**Brief:** Using the data below, return word for word every line from the one holding "Where can the river be" down to the one holding "Where can the ceiling". Leave pictures out.

■ ■ ■ ■ ■ ■ ■

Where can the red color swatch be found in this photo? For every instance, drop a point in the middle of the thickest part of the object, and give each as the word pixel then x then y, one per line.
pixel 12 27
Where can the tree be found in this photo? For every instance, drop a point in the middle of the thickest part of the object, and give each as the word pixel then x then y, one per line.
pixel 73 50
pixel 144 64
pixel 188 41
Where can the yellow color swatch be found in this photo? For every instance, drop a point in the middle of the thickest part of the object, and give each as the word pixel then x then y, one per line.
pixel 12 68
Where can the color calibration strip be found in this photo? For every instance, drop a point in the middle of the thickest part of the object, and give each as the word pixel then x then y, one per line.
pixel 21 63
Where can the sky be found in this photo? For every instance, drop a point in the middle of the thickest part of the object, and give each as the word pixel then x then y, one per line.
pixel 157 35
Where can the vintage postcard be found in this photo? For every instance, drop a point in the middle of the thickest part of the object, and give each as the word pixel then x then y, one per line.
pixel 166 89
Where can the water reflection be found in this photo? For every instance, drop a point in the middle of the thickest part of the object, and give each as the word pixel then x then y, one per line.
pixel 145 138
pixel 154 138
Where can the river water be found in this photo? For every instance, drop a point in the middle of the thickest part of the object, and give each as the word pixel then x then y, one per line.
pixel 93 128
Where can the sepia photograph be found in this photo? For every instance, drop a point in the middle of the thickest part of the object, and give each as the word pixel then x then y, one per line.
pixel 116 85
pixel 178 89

■ ■ ■ ■ ■ ■ ■

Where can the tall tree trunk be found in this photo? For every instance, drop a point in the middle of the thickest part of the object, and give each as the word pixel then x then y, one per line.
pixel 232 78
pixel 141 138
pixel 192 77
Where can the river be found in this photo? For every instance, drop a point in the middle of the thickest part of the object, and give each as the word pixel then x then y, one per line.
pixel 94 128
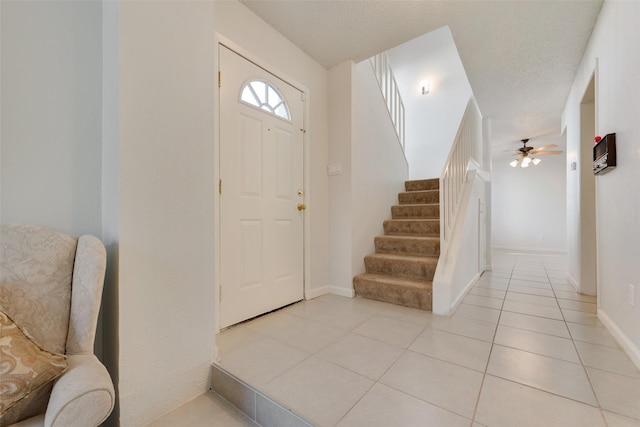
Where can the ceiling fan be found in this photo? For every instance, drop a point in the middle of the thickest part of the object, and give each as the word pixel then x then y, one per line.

■ ■ ■ ■ ■ ■ ■

**The completed task:**
Where can the river be found in this photo? For every instance, drop a point in the middle of the thickest part of the object, and give each as the word pixel then x then y, one per line.
pixel 94 128
Where can the ceiling fan be found in this photo? For every instance, drop a point in the middle of the thickest part of the object, and give each as the word pixel then x then y, one per line.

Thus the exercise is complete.